She was told she needed six weeks of training to become a licensed practical nurse.
“I had to say no. Because with pay of $11 an hour, it wasn’t possible. I have my daughter to feed. I can’t afford to take that big a step back.”
Sahnoune worked in a daycare in the Moncton area for almost a year.
Then, like Binetruy, she found out the upgrading courses she needed had been suspended.
She became discouraged by the slow process and left for Sorel-Tracy, Que., in June, where she’s now licensed.
“We’re staying here now,” Sahnoune said. “I’m not going back to New Brunswick, even if my sister is there.”
“I’m so disappointed and tired.”
Sahnoune said New Brunswick should have its own program like the one Quebec has with France.
“One wonders why they’re not doing anything. Why don’t they use the experience of the province next door to see how they could adapt it for New Brunswick?”
Émilie Labat, 37, is originally from Belgium, where she worked as a nurse for 15 years at the Queen Fabiola university hospital.
She arrived in Moncton in February 2017 with her husband and three children.
It took 20 months, but Labat did finally get her certification from the New Brunswick Nurses Association.
She felt like she had no other option but to stick it out. There’s no agreement between Quebec and Belgium.
Labat now works at the Dr.-Georges-L.-Dumont hospital.
But she still feels cheated by the process of becoming a nurse in New Brunswick.
“Just in fees, we must have paid around $12,000 or more,” said Labat.
“They bring you here and tell you you can’t work. It’s going to take at least a year and a half or two years before you can work. Meanwhile, all we want to do is continue our career and have a normal life. We’re using up our savings because we don’t have the work we’re supposed to have.”
Nurses’ association responds
The NANB declined to be interviewed for the Radio-Canada report but issued a statement afterwards.
It said the registration process in New Brunswick is similar to all other provinces except Quebec, and it noted not all of the six nurses in question had not applied for registration in New Brunswick.
The NANB confirmed there was a six-month period in 2018 during which the upgrading program had no co-ordinator. But it said courses resumed in January 2019.

● **Stored dataset items**
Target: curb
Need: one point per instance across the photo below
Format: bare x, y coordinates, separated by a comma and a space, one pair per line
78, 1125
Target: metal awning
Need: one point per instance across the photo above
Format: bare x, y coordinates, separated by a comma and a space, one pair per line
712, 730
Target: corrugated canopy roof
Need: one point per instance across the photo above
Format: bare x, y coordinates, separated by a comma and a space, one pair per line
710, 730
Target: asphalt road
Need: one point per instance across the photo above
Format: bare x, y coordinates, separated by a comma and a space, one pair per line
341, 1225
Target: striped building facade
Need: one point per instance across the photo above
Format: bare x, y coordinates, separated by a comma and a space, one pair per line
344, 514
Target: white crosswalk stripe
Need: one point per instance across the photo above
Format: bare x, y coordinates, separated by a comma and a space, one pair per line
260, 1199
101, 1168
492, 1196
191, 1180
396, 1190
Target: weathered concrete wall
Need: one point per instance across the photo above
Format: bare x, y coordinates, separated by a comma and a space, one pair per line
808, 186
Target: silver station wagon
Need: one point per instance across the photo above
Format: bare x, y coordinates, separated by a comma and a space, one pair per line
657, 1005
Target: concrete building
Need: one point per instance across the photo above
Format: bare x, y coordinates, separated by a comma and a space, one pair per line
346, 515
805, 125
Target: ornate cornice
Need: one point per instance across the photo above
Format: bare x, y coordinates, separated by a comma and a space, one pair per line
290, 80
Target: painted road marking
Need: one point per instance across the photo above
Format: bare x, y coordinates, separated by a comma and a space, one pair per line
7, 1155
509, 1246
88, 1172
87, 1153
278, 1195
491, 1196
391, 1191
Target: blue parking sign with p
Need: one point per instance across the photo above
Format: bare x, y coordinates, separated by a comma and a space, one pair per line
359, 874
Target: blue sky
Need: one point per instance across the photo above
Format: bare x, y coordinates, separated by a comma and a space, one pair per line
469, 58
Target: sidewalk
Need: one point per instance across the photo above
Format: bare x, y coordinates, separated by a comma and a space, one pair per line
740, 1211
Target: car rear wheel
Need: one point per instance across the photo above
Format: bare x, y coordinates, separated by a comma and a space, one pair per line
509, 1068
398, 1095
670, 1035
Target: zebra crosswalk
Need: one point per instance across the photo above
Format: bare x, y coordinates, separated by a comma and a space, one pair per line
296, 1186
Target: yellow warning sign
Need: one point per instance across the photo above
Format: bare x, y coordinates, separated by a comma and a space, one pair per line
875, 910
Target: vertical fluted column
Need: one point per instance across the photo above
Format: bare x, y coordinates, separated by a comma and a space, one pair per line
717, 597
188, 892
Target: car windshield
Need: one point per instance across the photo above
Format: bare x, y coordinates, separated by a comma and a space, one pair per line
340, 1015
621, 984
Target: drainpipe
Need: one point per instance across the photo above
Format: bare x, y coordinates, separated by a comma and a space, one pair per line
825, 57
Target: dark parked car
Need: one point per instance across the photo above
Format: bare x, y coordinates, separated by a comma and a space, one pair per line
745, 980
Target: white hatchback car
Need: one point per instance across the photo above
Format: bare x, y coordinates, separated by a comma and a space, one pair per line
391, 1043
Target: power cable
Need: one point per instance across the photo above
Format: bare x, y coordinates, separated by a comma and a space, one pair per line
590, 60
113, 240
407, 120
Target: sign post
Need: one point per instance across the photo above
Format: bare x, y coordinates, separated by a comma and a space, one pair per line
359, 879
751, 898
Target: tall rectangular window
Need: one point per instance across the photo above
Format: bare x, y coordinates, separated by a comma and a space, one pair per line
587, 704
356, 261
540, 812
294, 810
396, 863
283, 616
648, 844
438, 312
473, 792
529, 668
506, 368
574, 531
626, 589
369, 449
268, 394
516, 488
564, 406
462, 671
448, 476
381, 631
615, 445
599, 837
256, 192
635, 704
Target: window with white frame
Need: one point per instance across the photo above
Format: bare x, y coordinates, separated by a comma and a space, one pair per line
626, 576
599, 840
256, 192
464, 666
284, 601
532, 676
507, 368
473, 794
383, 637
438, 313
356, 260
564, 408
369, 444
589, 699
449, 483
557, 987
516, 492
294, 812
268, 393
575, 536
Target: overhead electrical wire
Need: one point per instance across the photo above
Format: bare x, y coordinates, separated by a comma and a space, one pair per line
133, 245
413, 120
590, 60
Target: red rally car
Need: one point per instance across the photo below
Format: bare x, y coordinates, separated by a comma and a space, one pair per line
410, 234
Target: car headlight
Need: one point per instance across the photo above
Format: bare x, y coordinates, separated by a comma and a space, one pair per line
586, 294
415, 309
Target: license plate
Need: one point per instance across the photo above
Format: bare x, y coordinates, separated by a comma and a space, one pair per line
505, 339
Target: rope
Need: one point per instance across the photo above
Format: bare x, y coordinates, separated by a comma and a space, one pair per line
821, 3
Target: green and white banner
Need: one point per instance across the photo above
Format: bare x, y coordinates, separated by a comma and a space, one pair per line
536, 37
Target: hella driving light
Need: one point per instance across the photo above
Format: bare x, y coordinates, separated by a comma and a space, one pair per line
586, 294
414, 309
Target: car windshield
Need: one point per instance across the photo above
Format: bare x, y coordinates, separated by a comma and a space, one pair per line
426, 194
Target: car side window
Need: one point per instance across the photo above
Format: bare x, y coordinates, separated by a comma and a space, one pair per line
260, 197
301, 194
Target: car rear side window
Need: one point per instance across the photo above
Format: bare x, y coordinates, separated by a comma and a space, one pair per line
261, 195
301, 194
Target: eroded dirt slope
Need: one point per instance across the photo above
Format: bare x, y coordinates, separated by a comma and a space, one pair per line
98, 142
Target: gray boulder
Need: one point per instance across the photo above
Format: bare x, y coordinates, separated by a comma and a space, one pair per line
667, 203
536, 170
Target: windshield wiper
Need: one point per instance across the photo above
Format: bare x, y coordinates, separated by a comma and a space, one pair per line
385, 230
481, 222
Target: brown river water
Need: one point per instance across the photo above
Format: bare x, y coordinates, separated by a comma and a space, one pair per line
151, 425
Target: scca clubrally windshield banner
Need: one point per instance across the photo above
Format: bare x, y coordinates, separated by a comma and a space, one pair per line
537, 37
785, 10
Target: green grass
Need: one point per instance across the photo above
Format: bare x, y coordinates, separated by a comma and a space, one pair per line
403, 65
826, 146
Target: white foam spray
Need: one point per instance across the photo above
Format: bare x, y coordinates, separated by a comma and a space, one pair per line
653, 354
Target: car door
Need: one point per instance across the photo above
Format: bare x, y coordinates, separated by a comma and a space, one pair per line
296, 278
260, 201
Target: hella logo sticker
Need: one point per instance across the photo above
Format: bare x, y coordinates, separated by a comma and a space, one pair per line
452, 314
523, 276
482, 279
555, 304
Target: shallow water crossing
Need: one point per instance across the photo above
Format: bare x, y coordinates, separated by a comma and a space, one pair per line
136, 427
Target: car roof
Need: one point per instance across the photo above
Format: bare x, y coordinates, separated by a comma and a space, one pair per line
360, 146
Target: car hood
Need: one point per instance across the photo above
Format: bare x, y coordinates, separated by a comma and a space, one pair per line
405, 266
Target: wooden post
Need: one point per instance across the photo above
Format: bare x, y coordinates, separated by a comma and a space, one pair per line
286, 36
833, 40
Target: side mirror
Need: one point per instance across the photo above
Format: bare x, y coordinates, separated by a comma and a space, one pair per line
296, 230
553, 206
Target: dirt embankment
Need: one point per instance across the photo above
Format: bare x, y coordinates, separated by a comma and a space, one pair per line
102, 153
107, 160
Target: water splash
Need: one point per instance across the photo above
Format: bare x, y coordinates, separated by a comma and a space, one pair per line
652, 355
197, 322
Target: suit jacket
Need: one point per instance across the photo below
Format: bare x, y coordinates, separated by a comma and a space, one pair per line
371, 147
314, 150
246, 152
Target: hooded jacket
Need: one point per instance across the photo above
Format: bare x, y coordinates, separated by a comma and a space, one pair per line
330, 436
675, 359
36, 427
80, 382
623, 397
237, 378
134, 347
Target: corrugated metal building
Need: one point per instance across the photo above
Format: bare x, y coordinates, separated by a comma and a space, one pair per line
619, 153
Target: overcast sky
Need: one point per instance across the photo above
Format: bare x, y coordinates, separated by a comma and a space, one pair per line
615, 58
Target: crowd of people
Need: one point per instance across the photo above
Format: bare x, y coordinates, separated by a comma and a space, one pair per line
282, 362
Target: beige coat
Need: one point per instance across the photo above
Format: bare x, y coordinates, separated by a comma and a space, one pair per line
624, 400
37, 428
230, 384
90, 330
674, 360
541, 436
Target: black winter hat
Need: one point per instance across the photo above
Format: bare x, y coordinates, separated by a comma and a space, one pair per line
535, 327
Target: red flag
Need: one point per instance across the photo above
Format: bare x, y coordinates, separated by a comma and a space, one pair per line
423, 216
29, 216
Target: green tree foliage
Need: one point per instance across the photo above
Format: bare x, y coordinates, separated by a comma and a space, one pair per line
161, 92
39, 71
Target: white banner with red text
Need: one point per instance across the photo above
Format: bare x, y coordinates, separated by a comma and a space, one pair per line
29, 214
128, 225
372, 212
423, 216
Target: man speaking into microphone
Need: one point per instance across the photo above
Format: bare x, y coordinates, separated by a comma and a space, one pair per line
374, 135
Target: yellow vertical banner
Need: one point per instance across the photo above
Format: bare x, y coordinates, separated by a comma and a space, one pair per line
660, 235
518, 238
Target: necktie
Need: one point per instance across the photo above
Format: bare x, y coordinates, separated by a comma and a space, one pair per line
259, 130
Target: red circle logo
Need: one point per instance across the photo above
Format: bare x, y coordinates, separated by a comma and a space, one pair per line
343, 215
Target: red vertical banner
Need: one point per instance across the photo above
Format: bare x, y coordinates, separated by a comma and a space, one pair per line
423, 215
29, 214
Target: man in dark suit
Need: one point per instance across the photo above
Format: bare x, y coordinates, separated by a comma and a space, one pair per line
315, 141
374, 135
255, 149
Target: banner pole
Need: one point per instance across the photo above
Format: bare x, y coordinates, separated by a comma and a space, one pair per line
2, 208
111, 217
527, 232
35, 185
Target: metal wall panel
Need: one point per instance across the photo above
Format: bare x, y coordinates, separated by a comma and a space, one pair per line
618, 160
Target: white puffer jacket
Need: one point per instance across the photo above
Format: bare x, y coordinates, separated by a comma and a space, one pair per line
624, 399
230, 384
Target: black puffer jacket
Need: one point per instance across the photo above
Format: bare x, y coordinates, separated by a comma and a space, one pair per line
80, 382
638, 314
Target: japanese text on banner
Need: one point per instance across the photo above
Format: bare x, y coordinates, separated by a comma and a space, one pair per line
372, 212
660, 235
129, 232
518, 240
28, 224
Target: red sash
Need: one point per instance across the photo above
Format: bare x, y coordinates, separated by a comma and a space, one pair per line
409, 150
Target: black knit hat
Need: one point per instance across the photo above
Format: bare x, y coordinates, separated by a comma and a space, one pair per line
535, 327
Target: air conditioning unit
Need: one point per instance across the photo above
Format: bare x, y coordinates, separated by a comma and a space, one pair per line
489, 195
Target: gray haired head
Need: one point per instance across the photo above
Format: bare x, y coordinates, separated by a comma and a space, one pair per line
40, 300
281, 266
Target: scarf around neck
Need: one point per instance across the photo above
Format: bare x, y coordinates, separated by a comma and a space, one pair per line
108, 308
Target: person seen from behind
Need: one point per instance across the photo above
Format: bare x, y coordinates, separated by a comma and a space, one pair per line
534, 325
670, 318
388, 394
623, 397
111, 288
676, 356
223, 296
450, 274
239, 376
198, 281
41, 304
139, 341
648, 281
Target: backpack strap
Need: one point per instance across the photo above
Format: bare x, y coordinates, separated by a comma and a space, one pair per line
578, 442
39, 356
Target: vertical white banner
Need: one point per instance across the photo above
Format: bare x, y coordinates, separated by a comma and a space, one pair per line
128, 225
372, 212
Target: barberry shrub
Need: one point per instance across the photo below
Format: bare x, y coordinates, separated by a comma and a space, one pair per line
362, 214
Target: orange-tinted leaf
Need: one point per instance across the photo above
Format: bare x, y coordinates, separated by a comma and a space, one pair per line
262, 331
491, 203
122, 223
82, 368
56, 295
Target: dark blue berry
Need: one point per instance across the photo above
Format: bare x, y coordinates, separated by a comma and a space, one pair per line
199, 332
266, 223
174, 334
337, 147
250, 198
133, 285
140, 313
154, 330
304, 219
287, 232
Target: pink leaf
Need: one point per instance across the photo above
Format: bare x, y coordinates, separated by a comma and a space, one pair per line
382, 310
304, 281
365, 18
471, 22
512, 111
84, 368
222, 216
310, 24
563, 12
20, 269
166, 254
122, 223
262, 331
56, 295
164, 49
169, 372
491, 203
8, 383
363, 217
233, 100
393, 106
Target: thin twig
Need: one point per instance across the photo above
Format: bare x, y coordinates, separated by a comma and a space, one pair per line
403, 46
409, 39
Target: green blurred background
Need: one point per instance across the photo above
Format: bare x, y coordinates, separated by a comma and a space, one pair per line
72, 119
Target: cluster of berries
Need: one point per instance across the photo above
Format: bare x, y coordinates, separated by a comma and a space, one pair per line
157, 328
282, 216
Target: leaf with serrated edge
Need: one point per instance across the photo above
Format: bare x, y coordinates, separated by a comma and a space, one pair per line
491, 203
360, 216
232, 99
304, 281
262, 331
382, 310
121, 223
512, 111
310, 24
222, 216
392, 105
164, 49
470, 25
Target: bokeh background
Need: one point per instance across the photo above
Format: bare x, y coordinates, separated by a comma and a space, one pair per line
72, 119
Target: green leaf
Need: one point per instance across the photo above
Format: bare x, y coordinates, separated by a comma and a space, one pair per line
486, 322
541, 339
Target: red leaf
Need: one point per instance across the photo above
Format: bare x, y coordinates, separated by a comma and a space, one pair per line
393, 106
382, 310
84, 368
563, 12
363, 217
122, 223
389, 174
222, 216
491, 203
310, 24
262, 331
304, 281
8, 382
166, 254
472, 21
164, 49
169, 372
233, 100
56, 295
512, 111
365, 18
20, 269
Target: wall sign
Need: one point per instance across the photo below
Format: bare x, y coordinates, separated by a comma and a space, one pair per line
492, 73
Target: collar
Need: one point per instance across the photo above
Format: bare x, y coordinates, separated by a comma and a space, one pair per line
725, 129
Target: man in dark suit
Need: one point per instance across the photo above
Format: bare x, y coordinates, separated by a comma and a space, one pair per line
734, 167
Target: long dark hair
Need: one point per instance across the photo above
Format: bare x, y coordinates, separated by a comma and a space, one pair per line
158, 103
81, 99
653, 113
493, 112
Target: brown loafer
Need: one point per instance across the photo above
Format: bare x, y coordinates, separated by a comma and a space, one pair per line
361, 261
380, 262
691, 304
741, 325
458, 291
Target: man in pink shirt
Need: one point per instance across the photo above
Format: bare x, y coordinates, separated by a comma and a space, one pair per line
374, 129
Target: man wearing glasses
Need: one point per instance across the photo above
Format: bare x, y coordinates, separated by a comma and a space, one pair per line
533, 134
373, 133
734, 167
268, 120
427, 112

● **ASSIGNED TASK**
Quote the full passage about foreign-trained nurses seeking licenses in New Brunswick, word for word. These items were taken from a different source than the passage.

● **RESPONSE TO THE EXERCISE**
She was told she needed six weeks of training to become a licensed practical nurse.
“I had to say no. Because with pay of $11 an hour, it wasn’t possible. I have my daughter to feed. I can’t afford to take that big a step back.”
Sahnoune worked in a daycare in the Moncton area for almost a year.
Then, like Binetruy, she found out the upgrading courses she needed had been suspended.
She became discouraged by the slow process and left for Sorel-Tracy, Que., in June, where she’s now licensed.
“We’re staying here now,” Sahnoune said. “I’m not going back to New Brunswick, even if my sister is there.”
“I’m so disappointed and tired.”
Sahnoune said New Brunswick should have its own program like the one Quebec has with France.
“One wonders why they’re not doing anything. Why don’t they use the experience of the province next door to see how they could adapt it for New Brunswick?”
Émilie Labat, 37, is originally from Belgium, where she worked as a nurse for 15 years at the Queen Fabiola university hospital.
She arrived in Moncton in February 2017 with her husband and three children.
It took 20 months, but Labat did finally get her certification from the New Brunswick Nurses Association.
She felt like she had no other option but to stick it out. There’s no agreement between Quebec and Belgium.
Labat now works at the Dr.-Georges-L.-Dumont hospital.
But she still feels cheated by the process of becoming a nurse in New Brunswick.
“Just in fees, we must have paid around $12,000 or more,” said Labat.
“They bring you here and tell you you can’t work. It’s going to take at least a year and a half or two years before you can work. Meanwhile, all we want to do is continue our career and have a normal life. We’re using up our savings because we don’t have the work we’re supposed to have.”
Nurses’ association responds
The NANB declined to be interviewed for the Radio-Canada report but issued a statement afterwards.
It said the registration process in New Brunswick is similar to all other provinces except Quebec, and it noted not all of the six nurses in question had not applied for registration in New Brunswick.
The NANB confirmed there was a six-month period in 2018 during which the upgrading program had no co-ordinator. But it said courses resumed in January 2019.